#### WRITTEN EXERCISE:
Collect every line of the material below that contains the string "Provide", and copy each one in full.

*-*-*

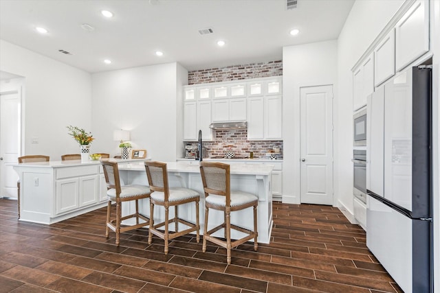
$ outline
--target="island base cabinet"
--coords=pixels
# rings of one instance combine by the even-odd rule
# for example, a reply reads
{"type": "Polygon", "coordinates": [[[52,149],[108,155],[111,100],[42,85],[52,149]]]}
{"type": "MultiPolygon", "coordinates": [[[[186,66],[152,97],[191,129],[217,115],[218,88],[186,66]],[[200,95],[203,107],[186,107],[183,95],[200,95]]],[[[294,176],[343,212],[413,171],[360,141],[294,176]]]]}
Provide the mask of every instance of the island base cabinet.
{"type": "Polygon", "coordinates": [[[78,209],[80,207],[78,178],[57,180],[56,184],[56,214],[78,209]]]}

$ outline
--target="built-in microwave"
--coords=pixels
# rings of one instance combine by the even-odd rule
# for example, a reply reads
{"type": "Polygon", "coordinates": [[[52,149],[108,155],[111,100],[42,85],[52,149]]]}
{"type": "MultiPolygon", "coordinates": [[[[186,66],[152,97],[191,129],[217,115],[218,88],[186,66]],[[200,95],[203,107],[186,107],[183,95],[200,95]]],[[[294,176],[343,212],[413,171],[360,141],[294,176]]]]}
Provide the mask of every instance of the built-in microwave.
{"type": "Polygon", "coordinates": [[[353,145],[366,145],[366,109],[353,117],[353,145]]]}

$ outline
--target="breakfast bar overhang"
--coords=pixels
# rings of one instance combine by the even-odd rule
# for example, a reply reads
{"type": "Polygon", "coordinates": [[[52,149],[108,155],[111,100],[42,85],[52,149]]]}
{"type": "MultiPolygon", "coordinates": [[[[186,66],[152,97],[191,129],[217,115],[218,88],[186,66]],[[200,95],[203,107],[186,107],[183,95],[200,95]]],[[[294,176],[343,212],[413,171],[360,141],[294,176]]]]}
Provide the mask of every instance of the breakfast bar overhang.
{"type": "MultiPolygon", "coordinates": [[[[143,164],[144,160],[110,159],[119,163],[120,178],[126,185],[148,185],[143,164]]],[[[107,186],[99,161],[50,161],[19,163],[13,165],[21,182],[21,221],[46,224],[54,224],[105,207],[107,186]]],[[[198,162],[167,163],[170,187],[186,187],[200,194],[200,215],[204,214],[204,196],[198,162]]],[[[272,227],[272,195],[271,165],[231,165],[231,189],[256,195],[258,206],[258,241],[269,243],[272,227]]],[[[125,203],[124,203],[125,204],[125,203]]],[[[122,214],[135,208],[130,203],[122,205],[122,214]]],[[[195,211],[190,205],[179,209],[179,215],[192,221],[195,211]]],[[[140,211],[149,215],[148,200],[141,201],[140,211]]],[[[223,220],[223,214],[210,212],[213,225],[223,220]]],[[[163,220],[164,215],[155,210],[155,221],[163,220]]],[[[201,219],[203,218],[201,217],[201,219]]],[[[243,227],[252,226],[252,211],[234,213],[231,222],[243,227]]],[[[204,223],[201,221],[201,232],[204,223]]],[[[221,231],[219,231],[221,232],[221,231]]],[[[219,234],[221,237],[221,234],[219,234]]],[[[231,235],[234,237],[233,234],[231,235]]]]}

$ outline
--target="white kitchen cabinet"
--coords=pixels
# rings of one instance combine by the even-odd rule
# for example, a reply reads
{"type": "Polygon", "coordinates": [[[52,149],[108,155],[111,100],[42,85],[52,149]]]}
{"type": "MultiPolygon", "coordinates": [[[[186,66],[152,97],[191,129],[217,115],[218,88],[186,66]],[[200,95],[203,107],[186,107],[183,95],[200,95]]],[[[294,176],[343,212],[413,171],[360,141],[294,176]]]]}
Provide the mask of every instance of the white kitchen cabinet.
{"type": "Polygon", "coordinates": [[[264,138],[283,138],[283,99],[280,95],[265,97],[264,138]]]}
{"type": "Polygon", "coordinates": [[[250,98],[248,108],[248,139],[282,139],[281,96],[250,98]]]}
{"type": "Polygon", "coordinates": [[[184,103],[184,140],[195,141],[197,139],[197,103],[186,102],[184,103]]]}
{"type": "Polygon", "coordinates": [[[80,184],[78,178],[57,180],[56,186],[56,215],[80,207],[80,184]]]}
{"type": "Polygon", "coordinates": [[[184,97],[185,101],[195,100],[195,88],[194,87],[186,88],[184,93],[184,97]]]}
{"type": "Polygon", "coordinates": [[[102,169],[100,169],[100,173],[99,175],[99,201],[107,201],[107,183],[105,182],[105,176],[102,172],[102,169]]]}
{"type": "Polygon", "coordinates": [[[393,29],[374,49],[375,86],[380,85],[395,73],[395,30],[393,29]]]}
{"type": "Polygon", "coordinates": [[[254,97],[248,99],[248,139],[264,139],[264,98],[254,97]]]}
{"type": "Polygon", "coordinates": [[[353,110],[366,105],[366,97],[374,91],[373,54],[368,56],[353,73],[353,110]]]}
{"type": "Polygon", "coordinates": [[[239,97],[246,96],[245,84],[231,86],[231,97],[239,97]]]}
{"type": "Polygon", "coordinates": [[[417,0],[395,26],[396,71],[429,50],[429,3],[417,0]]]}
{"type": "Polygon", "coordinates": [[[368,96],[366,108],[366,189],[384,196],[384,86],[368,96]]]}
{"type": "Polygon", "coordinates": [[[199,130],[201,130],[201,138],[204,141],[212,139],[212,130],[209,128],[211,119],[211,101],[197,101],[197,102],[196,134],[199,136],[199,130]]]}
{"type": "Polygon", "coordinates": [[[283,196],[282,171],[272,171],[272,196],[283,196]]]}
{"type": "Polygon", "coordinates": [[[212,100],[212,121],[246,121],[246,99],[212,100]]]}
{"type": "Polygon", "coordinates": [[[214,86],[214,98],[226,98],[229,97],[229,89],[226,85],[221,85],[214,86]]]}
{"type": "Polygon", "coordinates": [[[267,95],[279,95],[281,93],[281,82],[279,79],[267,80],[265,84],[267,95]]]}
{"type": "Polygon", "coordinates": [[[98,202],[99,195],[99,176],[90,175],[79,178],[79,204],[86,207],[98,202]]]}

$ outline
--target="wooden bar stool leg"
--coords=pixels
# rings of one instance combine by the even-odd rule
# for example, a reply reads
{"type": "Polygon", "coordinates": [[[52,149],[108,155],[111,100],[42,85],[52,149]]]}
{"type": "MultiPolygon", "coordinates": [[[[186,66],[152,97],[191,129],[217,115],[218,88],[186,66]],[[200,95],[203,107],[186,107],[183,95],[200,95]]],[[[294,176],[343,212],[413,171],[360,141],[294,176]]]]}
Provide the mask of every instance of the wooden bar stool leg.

*-*-*

#### EXERCISE RESULT:
Provide the mask of every instance of the island base cabinet.
Provide the mask of every instance of the built-in microwave.
Provide the mask of every instance of the breakfast bar overhang.
Provide the mask of every instance of the white kitchen cabinet.
Provide the mask of every instance of the wooden bar stool leg.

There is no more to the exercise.